PASSAGE:
■ ■ ■ ■

Harvesting the Crab: Big Business

The American LAL industry has been around a long time. The first commercial LAL production facility was established in Chincoteague, VA in 1971. Currently, several production facilities are located from Massachusetts to South Carolina. After the FDA granted approval for the commercial use of the LAL test in 1987, demand for testing reagents soared through the 1990s. Currently, drug companies require at least 80 million test units each year for drug and device testing. With the specter of using the LAL test to certify more than 15 billion COVID vaccines – two shots for every human on planet – the demand for horseshoe crab blood and LAL testing reagents may soom be stratospheric.

The crabs are harvested by local fisherman and taken to collection facilities which then return them to water within 24 to 72 hours of harvesting their blood. The crabs are returned to the ocean a great distance from where they were initially picked up to avoid recurrent rebleeding from the same crab. The process is rather straight forward: the animals are strapped into collection devices and a catheter is inserted into the sinuses where their blood is removed. Pharma claims it is a harmless procedure, similar to a human giving blood.

But how harmless is exsanguinating 30 percent of the animals’ blood?

Nearly 500,000 sea creatures are caught and then bled each year. This number is about to explode. The value of the commercial harvest of horseshoe crabs grew from about $400,000 in 2004 to more than $1.8 million in 2014. In 2018, a teaspoon of LAL was worth about $75 and the market value had ballooned to $112 million.

“The problem is that the companies need a large supply of the blood from live crabs,” a 2014 article in The Atlantic noted. “Horseshoe crabs live on the seafloor, near the shore. When they want to mate, they swim into very shallow water, and horseshoe crab collectors wade along, snatching the crabs out of their habitat.

Synthetic Alternatives

Because the demand for the LAL agent is about to explode as global vaccine demand is ramped up, alternatives for coagulogen are being explored. It appears a replacement for the blood harvesting may have been found.

■ ■ ■ ■

PROVIDED RECORDS:
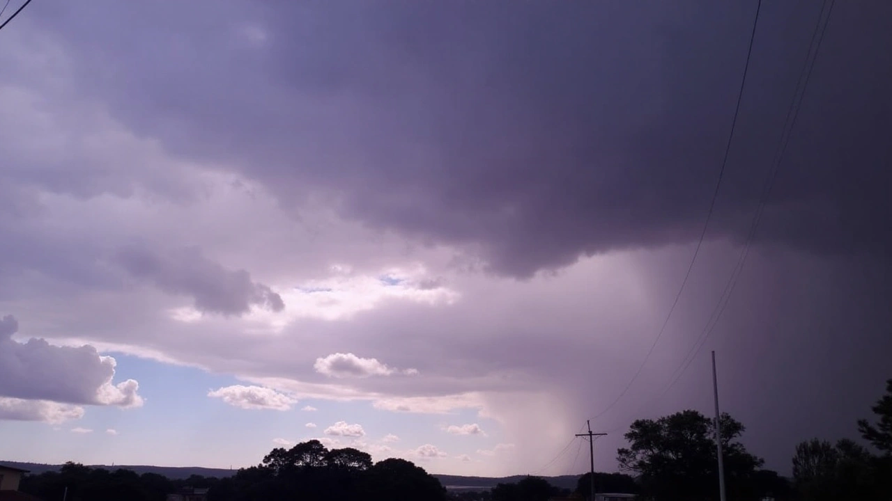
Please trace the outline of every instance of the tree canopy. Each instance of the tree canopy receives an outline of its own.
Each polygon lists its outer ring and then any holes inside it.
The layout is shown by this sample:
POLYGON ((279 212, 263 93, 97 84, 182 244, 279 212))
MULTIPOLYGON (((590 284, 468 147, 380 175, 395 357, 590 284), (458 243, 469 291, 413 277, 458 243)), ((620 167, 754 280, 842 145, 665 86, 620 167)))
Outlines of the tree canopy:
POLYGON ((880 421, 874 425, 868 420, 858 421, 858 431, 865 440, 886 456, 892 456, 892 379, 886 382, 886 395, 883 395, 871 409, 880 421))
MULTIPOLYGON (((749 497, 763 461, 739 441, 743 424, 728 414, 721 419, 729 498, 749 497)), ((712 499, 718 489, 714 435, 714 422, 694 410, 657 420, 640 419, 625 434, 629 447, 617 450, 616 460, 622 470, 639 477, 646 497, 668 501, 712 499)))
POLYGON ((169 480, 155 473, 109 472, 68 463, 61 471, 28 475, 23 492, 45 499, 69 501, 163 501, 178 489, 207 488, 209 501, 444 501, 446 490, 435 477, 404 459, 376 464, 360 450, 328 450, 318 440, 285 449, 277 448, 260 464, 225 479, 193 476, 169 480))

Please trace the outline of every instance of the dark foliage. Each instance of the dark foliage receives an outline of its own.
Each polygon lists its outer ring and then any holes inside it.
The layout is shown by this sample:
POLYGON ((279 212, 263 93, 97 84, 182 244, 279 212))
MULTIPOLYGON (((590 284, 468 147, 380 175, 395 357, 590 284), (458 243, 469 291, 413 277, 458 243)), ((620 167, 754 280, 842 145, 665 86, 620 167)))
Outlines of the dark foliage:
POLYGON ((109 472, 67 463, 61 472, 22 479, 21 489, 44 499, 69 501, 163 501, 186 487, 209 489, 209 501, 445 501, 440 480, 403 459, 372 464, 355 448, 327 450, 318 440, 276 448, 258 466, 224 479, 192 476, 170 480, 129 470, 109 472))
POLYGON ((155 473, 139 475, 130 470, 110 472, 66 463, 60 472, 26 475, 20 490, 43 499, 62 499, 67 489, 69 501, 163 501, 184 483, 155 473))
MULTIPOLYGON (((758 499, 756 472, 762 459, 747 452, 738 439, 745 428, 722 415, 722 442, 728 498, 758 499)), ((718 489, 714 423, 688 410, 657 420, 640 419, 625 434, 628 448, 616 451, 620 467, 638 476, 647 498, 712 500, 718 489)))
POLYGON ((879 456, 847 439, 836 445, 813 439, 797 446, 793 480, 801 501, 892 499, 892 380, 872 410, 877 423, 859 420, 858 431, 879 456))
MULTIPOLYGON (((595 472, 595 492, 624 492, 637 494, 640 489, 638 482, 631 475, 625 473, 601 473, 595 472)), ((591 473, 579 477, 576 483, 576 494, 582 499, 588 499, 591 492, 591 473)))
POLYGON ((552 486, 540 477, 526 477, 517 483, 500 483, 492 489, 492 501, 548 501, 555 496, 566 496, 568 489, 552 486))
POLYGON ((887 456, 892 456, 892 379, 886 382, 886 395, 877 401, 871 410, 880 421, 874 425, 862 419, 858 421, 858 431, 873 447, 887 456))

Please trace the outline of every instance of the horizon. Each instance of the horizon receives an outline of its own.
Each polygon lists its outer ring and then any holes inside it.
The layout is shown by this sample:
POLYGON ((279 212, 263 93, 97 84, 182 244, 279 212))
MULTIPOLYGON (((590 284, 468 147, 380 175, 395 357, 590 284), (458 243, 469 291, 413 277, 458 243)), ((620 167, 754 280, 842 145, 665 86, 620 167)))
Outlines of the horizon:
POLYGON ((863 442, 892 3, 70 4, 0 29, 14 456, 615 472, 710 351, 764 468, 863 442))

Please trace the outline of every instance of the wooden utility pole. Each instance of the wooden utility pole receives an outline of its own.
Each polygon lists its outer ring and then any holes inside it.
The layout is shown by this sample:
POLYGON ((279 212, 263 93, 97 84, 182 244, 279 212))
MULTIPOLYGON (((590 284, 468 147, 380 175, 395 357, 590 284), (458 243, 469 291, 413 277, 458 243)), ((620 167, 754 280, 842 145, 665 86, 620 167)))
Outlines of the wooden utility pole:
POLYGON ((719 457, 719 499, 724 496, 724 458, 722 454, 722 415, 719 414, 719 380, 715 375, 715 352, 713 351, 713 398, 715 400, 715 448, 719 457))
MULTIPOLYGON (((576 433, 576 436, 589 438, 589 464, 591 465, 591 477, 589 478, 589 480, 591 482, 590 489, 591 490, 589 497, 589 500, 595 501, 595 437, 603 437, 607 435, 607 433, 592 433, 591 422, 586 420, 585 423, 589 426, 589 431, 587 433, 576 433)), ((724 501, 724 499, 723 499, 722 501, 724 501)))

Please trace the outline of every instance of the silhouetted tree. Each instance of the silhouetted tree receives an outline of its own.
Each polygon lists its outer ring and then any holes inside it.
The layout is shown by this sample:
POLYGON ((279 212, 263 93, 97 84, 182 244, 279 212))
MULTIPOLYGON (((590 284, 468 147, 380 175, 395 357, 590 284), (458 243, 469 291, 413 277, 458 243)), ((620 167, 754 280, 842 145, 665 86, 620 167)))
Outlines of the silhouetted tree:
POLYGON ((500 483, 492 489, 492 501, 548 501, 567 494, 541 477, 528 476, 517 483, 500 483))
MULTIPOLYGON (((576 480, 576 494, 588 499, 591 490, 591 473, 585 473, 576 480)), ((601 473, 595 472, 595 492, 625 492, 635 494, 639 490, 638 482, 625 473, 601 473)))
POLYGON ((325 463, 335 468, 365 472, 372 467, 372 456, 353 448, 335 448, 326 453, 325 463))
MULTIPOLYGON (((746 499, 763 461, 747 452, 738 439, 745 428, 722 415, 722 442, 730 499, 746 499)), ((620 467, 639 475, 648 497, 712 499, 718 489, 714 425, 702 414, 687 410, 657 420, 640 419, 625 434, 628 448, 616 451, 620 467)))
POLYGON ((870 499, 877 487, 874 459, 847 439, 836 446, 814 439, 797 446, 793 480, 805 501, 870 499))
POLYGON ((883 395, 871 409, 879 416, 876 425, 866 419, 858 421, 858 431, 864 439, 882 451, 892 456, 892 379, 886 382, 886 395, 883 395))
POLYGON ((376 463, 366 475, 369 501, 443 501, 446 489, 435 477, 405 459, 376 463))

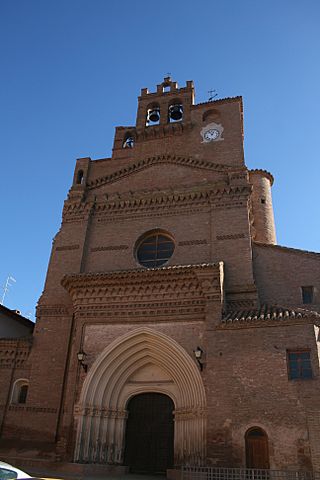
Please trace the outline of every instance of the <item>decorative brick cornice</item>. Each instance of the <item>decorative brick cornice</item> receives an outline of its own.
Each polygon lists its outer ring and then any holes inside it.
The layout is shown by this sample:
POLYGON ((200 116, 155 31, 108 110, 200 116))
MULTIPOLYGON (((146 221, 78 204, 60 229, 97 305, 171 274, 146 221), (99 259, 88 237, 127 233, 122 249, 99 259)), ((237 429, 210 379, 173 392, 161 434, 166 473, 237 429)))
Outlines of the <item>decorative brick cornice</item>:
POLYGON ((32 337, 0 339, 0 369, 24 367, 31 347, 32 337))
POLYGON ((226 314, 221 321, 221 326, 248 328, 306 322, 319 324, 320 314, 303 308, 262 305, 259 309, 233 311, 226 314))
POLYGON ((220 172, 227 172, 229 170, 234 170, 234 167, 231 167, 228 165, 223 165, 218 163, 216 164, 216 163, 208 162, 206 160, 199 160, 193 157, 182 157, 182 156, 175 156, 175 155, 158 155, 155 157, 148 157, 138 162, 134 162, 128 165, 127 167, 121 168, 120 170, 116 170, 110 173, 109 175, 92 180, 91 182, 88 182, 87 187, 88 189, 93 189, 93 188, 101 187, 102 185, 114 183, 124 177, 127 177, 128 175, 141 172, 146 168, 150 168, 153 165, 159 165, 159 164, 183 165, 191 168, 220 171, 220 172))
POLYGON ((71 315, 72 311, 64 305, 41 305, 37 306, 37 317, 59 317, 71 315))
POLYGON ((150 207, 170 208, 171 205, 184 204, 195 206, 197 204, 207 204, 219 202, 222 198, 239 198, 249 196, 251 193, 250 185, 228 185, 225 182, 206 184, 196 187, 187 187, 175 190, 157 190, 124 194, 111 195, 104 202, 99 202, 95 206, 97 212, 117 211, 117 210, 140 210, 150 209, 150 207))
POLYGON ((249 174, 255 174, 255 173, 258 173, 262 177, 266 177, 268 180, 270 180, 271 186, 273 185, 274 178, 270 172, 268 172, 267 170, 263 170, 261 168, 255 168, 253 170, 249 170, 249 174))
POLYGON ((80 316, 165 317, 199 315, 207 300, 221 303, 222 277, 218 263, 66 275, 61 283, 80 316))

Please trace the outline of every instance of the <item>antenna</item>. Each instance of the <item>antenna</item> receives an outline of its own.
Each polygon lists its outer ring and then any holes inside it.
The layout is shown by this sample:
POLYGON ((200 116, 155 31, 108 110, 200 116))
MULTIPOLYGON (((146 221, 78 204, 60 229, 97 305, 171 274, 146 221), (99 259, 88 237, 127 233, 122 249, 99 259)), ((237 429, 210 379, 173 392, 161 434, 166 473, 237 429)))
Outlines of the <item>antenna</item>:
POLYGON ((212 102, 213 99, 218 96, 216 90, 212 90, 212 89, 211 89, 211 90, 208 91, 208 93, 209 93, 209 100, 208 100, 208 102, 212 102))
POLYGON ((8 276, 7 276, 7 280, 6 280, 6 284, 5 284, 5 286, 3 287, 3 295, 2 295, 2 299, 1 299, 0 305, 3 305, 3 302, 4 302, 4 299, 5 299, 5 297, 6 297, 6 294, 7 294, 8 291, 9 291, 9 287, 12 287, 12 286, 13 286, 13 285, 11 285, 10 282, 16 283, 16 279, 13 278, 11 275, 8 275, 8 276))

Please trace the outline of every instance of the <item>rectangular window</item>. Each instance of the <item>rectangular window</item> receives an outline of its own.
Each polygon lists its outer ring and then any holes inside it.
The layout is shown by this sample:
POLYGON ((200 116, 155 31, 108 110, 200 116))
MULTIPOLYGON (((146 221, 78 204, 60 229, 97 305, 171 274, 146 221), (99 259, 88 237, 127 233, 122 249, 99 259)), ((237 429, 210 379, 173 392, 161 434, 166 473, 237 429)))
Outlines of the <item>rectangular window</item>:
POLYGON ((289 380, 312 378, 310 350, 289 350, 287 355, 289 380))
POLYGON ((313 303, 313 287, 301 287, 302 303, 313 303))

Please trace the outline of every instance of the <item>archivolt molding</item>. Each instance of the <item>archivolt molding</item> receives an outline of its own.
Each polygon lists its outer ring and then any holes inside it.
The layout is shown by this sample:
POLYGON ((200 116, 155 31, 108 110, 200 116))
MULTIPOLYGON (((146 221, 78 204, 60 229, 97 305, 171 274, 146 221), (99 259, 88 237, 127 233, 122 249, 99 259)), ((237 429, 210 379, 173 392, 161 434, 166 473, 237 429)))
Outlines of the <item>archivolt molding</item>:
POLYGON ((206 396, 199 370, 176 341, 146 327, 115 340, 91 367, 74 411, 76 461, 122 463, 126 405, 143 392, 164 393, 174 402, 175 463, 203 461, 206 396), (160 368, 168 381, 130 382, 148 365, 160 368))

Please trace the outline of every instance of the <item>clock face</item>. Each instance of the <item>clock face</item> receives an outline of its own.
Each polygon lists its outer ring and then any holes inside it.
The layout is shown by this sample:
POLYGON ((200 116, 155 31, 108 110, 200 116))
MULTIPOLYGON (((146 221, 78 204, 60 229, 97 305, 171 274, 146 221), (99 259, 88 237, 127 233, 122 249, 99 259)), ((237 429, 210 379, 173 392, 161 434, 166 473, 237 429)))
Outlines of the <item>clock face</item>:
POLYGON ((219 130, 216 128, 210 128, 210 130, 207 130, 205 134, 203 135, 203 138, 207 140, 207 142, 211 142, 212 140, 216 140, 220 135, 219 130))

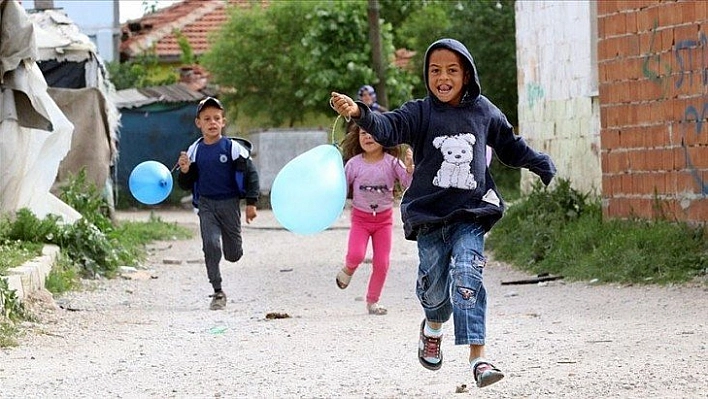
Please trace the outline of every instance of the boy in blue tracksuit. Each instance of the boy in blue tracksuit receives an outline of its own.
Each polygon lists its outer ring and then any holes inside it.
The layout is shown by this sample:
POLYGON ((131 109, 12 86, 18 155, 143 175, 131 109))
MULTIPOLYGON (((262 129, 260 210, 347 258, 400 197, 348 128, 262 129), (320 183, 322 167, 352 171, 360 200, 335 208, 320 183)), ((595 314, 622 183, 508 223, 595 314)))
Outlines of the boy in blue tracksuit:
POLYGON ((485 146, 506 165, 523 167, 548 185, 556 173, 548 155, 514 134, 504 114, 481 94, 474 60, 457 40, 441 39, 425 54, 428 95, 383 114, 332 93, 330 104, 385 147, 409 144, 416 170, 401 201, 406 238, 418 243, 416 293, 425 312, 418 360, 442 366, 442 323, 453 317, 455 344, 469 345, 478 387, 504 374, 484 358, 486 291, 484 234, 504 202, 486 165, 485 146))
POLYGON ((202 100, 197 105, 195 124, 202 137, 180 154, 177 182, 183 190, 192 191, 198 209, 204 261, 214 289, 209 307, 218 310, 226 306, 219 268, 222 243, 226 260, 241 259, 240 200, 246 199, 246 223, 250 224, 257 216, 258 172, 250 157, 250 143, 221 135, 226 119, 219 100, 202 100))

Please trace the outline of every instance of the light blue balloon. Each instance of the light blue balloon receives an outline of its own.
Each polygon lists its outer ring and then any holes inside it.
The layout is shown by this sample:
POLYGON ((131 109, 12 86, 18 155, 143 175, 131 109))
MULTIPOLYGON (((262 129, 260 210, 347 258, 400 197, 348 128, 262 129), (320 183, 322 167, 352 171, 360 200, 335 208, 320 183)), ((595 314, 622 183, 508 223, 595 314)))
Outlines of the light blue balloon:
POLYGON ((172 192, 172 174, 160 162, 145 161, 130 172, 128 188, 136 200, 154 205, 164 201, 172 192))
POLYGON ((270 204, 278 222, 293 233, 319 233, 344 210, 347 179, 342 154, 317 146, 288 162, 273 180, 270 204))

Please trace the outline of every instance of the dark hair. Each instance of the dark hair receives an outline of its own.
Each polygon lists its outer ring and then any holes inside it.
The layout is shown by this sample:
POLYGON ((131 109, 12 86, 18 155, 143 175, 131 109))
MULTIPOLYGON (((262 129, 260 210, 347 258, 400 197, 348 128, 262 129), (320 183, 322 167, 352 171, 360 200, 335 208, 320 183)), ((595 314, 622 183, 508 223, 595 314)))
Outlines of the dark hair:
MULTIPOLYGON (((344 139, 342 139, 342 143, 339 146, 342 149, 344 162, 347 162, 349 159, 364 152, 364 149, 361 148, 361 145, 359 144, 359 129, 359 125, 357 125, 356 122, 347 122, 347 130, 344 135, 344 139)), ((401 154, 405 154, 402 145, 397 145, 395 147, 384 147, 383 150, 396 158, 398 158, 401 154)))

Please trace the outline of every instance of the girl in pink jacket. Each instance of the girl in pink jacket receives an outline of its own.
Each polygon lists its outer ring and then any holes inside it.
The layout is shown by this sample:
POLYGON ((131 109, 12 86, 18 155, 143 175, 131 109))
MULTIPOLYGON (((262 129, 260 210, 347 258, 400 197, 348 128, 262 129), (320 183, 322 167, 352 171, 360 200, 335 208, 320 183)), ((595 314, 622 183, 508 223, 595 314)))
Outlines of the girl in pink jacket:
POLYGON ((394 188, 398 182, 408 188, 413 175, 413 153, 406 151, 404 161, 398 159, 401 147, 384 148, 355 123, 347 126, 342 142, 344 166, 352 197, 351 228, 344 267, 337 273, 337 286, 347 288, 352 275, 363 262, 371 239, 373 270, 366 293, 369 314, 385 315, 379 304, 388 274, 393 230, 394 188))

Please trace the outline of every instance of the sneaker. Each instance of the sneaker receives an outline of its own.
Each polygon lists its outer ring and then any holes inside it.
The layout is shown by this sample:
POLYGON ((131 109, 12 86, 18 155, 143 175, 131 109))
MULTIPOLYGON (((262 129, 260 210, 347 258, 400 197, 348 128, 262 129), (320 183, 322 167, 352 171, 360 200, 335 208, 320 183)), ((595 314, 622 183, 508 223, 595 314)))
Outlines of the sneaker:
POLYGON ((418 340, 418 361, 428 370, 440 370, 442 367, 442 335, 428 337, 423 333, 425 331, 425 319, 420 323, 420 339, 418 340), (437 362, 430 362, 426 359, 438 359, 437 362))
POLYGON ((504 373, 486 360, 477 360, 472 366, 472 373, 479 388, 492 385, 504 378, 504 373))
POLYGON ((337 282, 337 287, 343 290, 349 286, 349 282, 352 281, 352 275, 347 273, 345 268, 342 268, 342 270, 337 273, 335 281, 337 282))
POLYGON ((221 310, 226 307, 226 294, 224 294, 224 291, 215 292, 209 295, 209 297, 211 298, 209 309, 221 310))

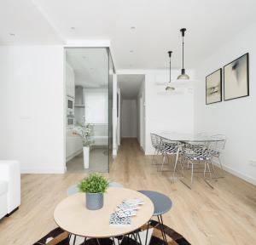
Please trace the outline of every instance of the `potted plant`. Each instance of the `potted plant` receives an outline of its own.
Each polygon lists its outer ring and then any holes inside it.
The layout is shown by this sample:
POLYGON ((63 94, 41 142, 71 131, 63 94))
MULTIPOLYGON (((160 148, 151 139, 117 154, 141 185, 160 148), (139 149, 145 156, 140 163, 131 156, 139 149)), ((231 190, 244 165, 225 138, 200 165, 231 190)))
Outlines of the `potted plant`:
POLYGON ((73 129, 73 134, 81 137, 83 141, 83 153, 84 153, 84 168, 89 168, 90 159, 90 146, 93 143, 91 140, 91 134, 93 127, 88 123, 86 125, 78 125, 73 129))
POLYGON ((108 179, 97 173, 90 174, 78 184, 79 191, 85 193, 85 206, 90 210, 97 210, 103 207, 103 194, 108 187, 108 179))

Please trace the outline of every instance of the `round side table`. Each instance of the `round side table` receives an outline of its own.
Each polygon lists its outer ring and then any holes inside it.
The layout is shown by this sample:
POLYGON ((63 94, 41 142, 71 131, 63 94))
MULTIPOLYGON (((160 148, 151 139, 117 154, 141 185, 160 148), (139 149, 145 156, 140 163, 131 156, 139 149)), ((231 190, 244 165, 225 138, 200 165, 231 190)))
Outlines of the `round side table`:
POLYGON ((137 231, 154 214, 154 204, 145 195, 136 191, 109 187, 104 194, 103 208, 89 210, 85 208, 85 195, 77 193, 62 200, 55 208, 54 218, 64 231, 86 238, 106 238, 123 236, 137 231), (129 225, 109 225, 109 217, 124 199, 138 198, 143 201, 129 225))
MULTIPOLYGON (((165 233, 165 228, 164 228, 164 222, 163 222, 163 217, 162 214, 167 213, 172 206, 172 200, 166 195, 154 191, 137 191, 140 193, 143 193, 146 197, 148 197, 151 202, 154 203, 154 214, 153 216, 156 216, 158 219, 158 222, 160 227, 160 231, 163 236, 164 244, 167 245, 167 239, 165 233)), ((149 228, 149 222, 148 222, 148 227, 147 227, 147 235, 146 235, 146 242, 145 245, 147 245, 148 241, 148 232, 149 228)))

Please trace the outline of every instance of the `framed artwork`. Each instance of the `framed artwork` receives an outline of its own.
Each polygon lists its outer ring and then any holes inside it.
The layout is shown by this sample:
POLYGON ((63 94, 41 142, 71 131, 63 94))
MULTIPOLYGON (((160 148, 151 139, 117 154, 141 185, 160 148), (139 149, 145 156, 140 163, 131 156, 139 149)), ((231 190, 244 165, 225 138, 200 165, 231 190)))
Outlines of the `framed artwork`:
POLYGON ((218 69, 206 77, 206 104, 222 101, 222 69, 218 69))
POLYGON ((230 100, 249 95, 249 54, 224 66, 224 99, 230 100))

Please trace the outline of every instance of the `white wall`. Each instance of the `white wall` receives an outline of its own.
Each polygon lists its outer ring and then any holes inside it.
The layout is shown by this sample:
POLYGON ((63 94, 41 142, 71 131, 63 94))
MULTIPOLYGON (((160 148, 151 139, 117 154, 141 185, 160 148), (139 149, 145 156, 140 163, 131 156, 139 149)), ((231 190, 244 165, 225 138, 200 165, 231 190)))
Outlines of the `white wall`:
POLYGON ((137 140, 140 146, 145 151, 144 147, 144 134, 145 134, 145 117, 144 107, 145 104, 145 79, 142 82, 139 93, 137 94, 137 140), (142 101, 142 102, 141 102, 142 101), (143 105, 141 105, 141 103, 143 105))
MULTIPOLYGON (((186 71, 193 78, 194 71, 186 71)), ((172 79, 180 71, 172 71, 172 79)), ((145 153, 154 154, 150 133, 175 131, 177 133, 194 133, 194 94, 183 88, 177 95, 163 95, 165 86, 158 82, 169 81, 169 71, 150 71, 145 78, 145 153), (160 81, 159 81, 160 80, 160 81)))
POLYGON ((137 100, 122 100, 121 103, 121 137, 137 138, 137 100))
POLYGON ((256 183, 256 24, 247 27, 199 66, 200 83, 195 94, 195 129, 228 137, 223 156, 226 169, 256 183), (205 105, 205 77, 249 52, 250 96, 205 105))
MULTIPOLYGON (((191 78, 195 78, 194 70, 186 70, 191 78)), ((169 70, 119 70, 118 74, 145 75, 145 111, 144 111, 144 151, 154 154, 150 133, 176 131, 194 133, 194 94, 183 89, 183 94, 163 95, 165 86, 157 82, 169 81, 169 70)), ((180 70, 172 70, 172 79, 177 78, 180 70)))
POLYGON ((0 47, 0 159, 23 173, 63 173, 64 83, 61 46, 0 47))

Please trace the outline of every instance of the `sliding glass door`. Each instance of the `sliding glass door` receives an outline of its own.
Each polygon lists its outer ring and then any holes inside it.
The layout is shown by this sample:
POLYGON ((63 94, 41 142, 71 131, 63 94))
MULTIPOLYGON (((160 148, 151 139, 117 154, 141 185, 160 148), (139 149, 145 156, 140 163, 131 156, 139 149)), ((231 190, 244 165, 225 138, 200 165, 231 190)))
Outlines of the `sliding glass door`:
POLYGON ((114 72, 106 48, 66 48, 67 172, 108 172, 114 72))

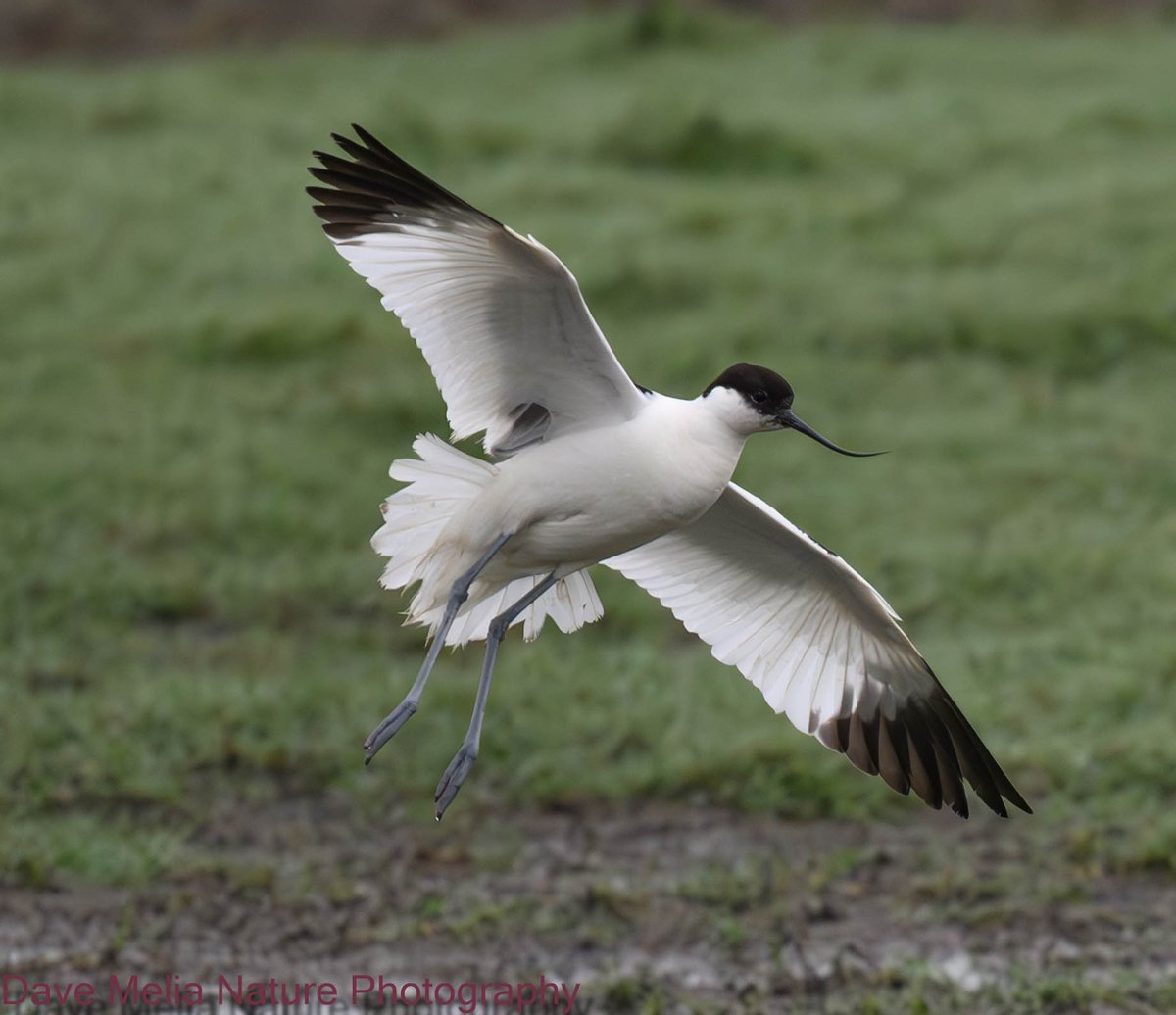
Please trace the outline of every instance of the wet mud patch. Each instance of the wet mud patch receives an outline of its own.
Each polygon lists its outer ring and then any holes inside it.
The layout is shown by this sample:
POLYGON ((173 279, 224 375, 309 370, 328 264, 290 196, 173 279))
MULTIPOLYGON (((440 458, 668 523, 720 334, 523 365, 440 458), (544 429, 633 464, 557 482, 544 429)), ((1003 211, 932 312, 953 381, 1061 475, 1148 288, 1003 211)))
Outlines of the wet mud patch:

■ ■ ■ ■

ACTIVITIES:
1. Can you condense the paragraph beginning "Nearly 500,000 sea creatures" in the passage on harvesting horseshoe crabs into a short list that keeps its main facts?
2. Would you copy the passage on harvesting horseshoe crabs word for word from "The crabs are harvested" up to and including "human giving blood."?
3. According to the passage on harvesting horseshoe crabs, in what year did the FDA approve commercial use of the LAL test?

ANSWERS FOR THE TASKS:
1.
- About 500,000 sea creatures are caught and bled each year, and that number is about to explode.
- The commercial horseshoe crab harvest grew in value from about $400,000 in 2004 to more than $1.8 million in 2014.
- In 2018, a teaspoon of LAL was worth about $75, and the market value had grown to $112 million.

2.
The crabs are harvested by local fisherman and taken to collection facilities which then return them to water within 24 to 72 hours of harvesting their blood. The crabs are returned to the ocean a great distance from where they were initially picked up to avoid recurrent rebleeding from the same crab. The process is rather straight forward: the animals are strapped into collection devices and a catheter is inserted into the sinuses where their blood is removed. Pharma claims it is a harmless procedure, similar to a human giving blood.

3. 1987